[start of GIVEN RECORDS]
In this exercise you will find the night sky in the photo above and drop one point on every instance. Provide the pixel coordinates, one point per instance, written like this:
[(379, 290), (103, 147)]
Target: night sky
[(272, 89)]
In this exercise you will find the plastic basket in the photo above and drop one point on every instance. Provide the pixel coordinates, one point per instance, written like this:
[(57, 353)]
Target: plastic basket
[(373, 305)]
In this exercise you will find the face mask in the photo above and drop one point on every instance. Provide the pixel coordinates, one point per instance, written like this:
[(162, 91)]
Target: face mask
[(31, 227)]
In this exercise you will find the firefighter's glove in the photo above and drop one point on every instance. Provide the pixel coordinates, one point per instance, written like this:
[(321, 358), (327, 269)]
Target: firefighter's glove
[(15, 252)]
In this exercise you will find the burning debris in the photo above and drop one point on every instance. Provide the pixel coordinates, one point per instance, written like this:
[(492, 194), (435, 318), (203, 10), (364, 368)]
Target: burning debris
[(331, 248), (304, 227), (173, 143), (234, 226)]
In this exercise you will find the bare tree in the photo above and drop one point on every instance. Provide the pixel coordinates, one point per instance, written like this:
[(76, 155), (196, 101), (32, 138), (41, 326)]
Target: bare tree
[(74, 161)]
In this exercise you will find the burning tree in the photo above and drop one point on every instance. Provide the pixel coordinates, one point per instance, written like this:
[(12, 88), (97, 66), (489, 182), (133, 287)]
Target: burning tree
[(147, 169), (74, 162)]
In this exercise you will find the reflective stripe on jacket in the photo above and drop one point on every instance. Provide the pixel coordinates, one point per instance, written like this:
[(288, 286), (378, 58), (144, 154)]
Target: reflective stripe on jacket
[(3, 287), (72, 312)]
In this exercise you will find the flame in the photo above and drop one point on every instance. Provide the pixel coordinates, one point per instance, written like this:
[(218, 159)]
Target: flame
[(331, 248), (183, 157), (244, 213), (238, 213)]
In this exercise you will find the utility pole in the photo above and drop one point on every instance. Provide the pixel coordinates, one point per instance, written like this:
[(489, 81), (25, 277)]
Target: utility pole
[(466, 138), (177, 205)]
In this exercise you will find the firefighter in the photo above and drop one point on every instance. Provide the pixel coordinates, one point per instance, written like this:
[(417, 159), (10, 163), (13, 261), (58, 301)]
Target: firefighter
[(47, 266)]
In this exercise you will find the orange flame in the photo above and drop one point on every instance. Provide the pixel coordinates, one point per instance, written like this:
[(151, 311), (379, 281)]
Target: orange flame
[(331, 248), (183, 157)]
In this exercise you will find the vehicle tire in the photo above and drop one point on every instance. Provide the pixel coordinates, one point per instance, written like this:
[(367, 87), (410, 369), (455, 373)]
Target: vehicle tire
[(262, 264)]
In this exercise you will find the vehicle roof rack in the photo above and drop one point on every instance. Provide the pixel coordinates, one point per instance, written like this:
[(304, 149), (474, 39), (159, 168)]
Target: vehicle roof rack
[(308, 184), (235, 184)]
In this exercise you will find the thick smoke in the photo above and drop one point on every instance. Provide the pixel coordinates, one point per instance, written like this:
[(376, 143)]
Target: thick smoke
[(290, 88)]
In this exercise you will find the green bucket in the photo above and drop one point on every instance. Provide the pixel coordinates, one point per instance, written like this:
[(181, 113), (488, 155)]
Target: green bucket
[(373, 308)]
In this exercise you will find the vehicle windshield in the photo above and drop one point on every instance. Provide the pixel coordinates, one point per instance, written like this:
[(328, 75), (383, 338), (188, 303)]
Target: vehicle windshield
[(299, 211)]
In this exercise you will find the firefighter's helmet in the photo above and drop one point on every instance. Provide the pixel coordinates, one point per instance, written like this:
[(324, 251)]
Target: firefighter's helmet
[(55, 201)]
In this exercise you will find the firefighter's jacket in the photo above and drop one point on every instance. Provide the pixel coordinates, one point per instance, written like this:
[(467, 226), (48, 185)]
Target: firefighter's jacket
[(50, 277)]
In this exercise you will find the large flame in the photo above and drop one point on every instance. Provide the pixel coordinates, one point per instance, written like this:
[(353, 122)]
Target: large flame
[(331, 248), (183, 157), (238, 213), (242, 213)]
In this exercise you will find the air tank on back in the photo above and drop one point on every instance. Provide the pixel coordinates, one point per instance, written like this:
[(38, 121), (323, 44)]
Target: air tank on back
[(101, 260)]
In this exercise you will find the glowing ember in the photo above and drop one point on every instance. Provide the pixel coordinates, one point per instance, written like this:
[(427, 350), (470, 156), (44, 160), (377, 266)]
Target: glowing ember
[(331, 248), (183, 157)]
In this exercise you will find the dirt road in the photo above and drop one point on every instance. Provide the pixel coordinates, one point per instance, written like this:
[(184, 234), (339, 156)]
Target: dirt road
[end of GIVEN RECORDS]
Copy every line from the start of the records through the line containing "[(272, 89)]", adding 142 to each number in the answer coordinates. Leave all other lines unchanged.

■ SOLUTION TO THE PROBLEM ■
In this exercise you will find the night sky in the photo above and drop one point on every instance. Provide the pixel coordinates, one point per instance, written like this:
[(379, 290), (103, 147)]
Target: night sky
[(414, 231)]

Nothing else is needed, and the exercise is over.